WHAT YOU SHOULD DO: Every record should be repeated exactly, except that pictures are left out.
===== TASK MATERIAL
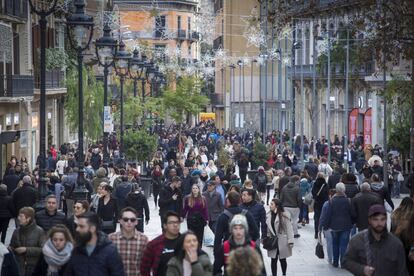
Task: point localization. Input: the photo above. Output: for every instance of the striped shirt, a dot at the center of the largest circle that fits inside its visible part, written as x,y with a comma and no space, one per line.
130,250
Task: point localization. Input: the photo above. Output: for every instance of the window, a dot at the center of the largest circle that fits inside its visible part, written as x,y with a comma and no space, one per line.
179,22
160,26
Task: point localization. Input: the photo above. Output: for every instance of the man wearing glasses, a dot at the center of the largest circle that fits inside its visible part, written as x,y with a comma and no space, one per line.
160,250
130,242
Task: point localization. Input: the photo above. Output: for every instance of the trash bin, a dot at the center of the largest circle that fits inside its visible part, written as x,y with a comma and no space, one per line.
145,183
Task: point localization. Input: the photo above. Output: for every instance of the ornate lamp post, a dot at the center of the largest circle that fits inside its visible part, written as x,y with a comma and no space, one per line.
136,69
43,13
80,31
105,49
121,61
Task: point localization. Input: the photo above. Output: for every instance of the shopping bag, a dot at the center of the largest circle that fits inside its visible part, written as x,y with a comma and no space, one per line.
208,239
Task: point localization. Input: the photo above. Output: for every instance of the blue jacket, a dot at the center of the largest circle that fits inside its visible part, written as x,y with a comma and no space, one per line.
104,260
259,214
339,214
305,187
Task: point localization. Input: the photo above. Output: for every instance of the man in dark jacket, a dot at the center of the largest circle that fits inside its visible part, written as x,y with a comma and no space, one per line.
94,254
11,180
361,204
255,209
375,251
171,197
214,204
49,217
311,168
25,196
292,201
222,225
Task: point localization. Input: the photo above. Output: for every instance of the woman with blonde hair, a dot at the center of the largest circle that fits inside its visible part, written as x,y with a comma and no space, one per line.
244,261
195,210
56,252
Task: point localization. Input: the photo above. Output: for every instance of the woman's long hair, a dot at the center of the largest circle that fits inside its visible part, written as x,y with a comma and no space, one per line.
179,248
279,213
193,199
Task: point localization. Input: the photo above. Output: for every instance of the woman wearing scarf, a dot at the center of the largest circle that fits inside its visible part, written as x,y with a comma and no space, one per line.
56,252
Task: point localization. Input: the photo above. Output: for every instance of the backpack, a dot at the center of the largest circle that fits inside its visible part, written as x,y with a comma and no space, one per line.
226,249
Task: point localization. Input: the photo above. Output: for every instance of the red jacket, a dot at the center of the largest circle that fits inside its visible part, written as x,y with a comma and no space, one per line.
151,256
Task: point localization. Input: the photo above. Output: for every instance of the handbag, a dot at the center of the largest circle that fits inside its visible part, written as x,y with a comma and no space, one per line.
319,248
270,243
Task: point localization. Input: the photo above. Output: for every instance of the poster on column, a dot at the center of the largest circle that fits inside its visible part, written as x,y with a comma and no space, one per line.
353,125
368,127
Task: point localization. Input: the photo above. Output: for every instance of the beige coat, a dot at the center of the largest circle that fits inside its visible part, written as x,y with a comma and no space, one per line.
284,238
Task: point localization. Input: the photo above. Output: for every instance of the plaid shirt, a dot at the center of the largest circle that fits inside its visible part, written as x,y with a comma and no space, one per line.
130,250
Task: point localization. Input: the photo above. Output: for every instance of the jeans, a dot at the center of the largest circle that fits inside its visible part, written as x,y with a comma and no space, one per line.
329,249
396,189
304,213
340,241
294,216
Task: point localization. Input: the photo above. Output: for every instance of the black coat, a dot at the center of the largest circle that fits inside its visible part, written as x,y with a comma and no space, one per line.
138,201
11,181
42,266
7,209
46,221
104,260
24,197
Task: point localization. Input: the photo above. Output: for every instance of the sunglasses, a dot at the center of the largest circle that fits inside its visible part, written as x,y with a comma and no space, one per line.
129,219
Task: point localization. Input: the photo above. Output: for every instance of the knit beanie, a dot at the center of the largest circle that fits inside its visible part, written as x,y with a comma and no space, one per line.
239,219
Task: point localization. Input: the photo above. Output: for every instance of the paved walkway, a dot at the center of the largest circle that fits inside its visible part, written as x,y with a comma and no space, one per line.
302,263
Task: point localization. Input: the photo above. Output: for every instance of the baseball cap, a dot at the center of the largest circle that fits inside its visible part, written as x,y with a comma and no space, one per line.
376,209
==========
TASK RESPONSE:
Task: point localization. Input: the photo above. Output: for every instance of the striped shirt, a dot at the center of the largest circle that fits inside its visible part, written as x,y with a comma and no space, one per line.
130,250
Task: point localization. Input: the photo above. Output: for every instance of the window, a dot at the center of the largest circle that fits inside its visible part, written as x,y with a comma and no space, one per line.
179,22
160,26
Task: point localization. Input: the photo above. Output: for every instance of the man wearing glasses, a dot at the center of the largest circle that fits inside its visible part, written as x,y with a comma and no space, one per line.
160,250
130,242
Task: point localization. Input: the photo above. Output: for every instance of the trash bin, a dot at the center of the largest circle that fits inside its visible part, written as x,y with a comma and no space, one per line.
145,183
Task: point localization. Input: the photo above. Output: for every instance of the ornate lamp post, a dot at the center of the largest circle that fits inside its visible part, written as x,y with a comma and no space, one per line.
136,69
43,13
80,31
105,49
121,61
Task: point localization. Input: the photo above. Output: for every instance of the shopping bag, a dot at the center of the largest circle that fits inside its visible part, written as x,y with a comma and no space, one per line.
208,239
Task: point localization. Input: the photo above. Output: for every instance of the blue jacket, a dot at the center of the largest circle that fits inside its visible part, written as x,y with a comma and no space, one per line.
104,260
259,214
339,214
305,187
Task: point localization. Input: the photo above. Output: for every instance of the man in dark jacket, a dot at the center of the largest circle that fits inside its visible part, written as x,y with a comma and no space, one per line.
94,254
11,180
361,204
255,209
375,251
171,197
214,204
49,217
311,168
25,196
292,201
222,225
Task: point localization. Input: the photo above. Output: for every instance of the woman with blonde hair, a dot at the center of the largest circle that fits inside its visible part, written as x,y with a comma and no space, one per line.
244,261
195,210
56,252
Task: point localization. Input: the photo above. Output: for every instance of the woman's long hair, a dot at the center of the largest circle that fits inside its visible part, written as x,y with a comma and no space, one per line.
179,248
279,213
193,199
Task: point localization. Input: the photo above. Output: for every instance of the woman wearing scarf, a dot at the center of the largest circle that fits inside its visible part, written as x,y with a comma and no space, one per line.
56,252
Task: point localization. Input: the photo above. Output: for every instance of the backpack, a dot at the center of the largest circle that fits inside its visible part, written as x,y with a comma and no space, one per line.
226,249
Task: point localization. Input: the photo above. Output: for every instance of the red jacket, a dot at the center of the largest circle that fits inside its visible part, written as x,y with a comma and no space, one per line.
151,256
Task: point localization. Input: the photo above. Output: for every instance of the handbag, a dot at the center of the largest circle that fits inside its visible part, written as x,y with a comma and no space, one per line.
319,248
270,243
Task: point localization. Input: the photo above. Output: for every instance of the poster on column, a dot at the center of the largest circle that fits inside its visible part, written as x,y with a comma and no space, one per line.
353,125
368,127
Task: point localization. Input: the photo above. Output: for every instance of the beige coat, a dot at the center of the largest circle that fits inside its visible part, written as x,y with a comma and no space, one per line.
284,238
Task: point localization. Input: the photo above. Output: for every instance of the plaid shirt, a dot at the center of the largest circle that fits inside its visible part, written as x,y with a comma and no space, one per line.
130,250
Task: point localization. Input: the photo above. Output: for every instance of the jeans, a dot at the center of the largest circle that fits inside its visible part, written as x,y with a comma and no space, one per line.
329,249
396,189
304,213
340,241
294,216
Task: point localization. Input: the photo above. Output: for every instance of the black coat, a dot at the center of the largest circle that fits inside its visible part, written as x,y with a comma and no space, one per line.
138,201
11,181
42,266
7,209
46,221
104,260
24,197
Task: point localization. Input: the photo above. Output: for every instance of the sunglasses, a dot at the center of the largest circle that fits inside its visible part, written as x,y with a comma and no space, one per line.
129,219
Task: point localization. Input: the photo above. Output: for every instance of the knit beanie, a dot at the center of the largest circle that fits inside its visible part, written as x,y with a comma and no space, one per line.
239,219
Task: point localization. Input: the photo above. Output: for every instance of the paved walkway, a dot at the center of the largest circle that fits inside its visible part, written as x,y with a comma and no space, one per line.
302,263
Task: point localization. Input: the photo above. Output: for every instance of the baseball cap, a dot at the center of the largest circle that fits inside its visible part, written as x,y with a comma and no space, one per line.
376,209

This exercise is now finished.